[[ Exercise data open ]]

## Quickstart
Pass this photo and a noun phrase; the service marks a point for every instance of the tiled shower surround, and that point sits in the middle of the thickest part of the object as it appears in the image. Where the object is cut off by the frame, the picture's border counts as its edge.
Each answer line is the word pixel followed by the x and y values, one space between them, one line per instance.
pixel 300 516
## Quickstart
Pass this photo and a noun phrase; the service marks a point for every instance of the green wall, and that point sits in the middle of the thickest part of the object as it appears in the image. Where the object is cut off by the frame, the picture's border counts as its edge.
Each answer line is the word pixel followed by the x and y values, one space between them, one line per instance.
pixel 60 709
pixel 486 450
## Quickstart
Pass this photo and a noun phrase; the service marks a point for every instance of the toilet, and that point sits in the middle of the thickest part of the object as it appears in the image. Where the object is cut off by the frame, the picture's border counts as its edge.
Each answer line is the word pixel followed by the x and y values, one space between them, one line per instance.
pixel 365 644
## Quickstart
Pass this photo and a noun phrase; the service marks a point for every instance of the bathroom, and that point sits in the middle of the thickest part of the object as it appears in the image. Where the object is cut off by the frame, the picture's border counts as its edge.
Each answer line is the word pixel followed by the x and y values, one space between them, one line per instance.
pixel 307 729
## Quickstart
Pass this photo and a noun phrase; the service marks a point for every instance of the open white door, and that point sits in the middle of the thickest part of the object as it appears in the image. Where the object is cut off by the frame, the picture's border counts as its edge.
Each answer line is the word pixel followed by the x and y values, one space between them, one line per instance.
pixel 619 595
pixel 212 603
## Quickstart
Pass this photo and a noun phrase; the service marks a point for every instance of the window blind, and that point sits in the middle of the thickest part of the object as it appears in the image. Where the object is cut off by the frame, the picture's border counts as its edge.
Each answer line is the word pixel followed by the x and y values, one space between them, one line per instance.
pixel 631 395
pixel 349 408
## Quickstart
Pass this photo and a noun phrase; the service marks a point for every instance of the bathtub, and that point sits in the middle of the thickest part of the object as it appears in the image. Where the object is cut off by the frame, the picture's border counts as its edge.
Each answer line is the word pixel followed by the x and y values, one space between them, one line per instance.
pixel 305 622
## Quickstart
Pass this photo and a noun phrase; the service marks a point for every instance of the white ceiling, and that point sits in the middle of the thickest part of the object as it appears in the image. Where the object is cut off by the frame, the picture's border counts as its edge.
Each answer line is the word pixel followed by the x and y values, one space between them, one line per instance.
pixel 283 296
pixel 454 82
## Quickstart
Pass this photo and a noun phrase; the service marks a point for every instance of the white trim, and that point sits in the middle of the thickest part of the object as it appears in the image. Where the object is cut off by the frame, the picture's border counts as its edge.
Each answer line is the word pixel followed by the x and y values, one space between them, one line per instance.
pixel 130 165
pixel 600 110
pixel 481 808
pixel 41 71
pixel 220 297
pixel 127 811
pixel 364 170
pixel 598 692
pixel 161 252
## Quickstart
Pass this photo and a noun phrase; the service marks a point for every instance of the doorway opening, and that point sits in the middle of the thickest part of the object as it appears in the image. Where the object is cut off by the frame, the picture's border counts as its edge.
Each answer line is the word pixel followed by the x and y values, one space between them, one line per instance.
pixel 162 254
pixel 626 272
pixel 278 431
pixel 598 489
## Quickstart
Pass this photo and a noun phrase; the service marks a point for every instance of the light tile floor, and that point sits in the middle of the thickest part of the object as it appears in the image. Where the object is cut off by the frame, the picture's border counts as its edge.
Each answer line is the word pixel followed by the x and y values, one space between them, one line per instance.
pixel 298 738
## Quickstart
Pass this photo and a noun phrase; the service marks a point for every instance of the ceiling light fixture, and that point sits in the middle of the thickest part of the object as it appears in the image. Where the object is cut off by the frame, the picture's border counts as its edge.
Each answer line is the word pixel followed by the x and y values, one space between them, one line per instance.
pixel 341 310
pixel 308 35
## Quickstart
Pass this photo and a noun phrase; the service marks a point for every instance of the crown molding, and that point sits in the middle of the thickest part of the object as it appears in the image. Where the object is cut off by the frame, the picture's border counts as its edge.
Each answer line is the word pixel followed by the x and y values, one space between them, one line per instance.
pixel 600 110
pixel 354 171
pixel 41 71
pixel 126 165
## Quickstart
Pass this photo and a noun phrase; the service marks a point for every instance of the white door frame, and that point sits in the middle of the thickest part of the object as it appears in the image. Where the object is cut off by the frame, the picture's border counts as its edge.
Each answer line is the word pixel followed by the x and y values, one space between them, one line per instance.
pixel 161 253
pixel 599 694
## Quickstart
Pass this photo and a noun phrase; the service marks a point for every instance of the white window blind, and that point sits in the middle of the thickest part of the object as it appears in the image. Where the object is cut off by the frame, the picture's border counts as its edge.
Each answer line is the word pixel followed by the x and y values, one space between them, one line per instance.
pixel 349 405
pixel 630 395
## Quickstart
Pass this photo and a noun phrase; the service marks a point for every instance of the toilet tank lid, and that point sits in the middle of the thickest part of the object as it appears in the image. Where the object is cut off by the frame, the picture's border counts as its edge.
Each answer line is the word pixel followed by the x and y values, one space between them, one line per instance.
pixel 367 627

[[ Exercise data closed ]]
[[ Exercise data open ]]

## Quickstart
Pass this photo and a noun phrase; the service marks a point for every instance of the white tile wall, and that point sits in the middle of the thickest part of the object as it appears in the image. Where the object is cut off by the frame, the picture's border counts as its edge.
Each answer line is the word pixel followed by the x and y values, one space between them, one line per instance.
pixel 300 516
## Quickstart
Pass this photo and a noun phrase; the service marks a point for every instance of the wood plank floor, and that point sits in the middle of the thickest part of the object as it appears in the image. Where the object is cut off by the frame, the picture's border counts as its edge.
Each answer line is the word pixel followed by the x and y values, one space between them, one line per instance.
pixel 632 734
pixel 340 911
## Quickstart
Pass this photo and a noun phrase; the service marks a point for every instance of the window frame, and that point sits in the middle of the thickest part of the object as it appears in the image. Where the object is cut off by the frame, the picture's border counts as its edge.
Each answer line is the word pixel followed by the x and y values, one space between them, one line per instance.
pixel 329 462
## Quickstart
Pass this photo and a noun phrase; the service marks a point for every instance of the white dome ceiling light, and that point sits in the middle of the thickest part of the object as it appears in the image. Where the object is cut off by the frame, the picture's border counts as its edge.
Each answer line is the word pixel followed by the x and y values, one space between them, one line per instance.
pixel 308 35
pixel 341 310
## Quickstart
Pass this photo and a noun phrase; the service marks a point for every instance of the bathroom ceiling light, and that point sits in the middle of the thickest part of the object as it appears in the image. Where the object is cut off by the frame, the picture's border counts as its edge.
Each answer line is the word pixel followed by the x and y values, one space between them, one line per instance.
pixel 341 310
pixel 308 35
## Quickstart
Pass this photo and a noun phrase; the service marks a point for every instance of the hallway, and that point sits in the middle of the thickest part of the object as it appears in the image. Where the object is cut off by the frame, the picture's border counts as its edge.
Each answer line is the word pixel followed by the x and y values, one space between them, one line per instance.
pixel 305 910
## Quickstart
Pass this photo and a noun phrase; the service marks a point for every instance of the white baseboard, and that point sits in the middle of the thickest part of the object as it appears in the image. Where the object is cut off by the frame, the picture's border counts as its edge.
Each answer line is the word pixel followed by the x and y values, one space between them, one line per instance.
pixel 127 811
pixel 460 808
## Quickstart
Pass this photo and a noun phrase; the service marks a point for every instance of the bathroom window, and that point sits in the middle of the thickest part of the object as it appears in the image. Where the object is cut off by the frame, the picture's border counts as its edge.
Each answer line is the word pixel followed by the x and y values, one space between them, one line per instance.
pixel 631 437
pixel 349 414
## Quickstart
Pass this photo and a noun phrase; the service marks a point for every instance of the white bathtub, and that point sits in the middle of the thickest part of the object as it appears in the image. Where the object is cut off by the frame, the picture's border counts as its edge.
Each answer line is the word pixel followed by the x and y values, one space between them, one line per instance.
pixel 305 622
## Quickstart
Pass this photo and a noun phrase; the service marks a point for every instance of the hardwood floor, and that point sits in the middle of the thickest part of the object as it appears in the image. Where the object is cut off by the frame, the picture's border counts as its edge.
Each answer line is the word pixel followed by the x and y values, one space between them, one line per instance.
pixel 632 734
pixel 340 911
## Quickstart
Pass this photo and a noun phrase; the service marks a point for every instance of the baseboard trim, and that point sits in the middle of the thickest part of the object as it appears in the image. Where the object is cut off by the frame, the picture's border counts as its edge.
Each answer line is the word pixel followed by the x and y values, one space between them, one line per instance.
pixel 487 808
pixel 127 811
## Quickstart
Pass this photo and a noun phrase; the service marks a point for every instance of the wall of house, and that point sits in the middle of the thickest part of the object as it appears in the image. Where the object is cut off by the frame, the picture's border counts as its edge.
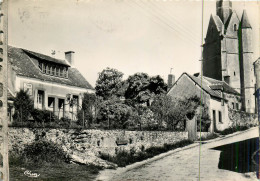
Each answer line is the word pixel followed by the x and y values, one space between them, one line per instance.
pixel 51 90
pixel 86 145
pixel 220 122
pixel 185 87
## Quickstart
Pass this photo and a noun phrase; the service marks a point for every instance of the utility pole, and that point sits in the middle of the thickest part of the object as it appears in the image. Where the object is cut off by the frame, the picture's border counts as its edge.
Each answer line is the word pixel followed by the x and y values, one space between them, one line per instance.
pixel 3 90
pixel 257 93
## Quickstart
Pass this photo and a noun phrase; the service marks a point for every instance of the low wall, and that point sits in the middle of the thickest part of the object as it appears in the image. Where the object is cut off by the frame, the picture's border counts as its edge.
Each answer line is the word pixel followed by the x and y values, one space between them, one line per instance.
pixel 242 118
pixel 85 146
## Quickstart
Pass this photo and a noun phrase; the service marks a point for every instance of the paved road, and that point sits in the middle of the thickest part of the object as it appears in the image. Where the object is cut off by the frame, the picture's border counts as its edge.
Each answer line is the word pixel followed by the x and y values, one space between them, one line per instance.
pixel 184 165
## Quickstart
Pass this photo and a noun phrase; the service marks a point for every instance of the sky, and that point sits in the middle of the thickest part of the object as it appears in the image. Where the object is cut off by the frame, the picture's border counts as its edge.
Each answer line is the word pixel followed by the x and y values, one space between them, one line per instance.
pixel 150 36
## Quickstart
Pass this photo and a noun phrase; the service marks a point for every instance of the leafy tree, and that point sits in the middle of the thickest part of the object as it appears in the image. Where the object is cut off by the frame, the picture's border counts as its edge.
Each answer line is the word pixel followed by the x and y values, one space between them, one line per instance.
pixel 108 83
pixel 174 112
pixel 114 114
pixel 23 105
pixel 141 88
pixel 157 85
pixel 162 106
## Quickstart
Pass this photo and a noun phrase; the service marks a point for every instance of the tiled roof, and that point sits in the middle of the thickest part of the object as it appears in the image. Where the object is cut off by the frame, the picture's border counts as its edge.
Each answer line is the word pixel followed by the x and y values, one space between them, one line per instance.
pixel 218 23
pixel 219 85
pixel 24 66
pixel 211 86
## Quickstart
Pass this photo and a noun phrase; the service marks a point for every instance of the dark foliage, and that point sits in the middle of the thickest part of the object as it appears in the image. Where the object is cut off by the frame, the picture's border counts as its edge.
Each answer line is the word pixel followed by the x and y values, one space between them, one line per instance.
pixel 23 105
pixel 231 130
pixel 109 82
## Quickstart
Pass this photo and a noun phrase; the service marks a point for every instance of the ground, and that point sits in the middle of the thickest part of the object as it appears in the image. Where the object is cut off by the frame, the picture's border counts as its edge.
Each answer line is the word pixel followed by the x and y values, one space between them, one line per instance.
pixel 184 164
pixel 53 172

[[ Exercise data closed ]]
[[ Exercise data open ]]

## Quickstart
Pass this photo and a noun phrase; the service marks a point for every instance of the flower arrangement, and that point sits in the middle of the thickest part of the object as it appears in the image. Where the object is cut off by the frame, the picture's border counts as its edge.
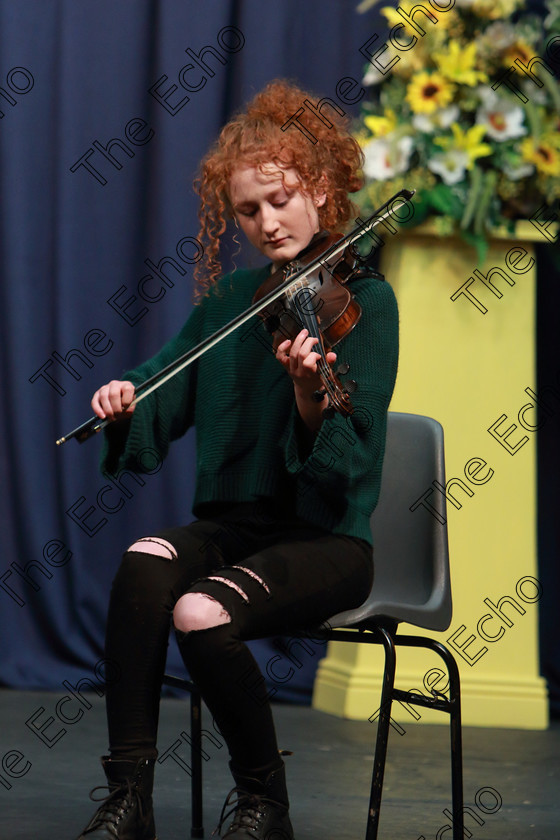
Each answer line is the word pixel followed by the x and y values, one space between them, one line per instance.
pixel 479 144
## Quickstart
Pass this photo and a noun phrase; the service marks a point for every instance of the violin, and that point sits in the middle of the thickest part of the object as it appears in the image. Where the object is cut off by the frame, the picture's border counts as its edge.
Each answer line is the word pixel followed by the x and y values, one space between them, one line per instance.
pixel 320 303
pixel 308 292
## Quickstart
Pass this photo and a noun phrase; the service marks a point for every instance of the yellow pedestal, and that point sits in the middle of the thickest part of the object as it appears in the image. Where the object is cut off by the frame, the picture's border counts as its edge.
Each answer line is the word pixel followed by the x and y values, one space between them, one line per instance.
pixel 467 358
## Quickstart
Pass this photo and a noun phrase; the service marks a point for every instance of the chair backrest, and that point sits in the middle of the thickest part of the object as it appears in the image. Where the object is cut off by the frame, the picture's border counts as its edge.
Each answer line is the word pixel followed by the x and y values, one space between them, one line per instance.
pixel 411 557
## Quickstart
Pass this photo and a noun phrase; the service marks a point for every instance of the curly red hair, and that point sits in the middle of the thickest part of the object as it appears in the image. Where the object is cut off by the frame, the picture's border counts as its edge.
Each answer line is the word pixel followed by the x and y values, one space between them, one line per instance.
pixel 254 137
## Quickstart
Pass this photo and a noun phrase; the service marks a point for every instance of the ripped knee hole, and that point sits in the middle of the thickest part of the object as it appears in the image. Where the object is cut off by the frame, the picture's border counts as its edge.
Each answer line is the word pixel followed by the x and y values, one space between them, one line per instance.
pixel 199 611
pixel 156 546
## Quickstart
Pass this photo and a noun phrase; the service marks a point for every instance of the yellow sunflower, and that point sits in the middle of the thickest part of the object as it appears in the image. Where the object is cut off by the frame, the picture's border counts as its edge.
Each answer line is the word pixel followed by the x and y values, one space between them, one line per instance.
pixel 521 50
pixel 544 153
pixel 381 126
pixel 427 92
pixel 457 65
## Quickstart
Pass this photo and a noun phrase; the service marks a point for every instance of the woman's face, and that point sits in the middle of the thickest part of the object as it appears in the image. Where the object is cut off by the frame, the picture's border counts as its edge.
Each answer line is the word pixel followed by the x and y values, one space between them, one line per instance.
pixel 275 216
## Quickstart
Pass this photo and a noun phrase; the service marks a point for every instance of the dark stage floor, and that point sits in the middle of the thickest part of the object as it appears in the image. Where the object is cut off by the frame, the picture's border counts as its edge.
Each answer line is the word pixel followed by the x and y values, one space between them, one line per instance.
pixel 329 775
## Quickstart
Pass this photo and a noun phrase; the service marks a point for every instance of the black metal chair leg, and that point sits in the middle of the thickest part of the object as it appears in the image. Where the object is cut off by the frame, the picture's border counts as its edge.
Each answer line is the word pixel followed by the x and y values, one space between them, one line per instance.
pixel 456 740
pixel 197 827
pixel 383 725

[[ Exercise data closed ]]

# What to work on
Retype word for word everything in the listing above from the line that holds "of the baseboard" down to the line that holds "of the wall". Keep both end lines and leave out the rest.

# Task response
Pass this photo and a noun phrase; the service marks a point for every instance of the baseboard trim, and that point sits in the middle of the thickest part of the object as it appears in the image. Where the object is cut off by the frame, the picture's border counts as its edge.
Each answer line is the word pixel followed by the x and y values, one space between them, one line per instance.
pixel 487 808
pixel 127 811
## Quickstart
Pass this photo and a noun phrase; the service marks a point for every instance of the wall of house, and that point sits in the middle of the thickest part of the object as it appears in the image. Where the object is cut off by the frame, the picture's border counts as its edge.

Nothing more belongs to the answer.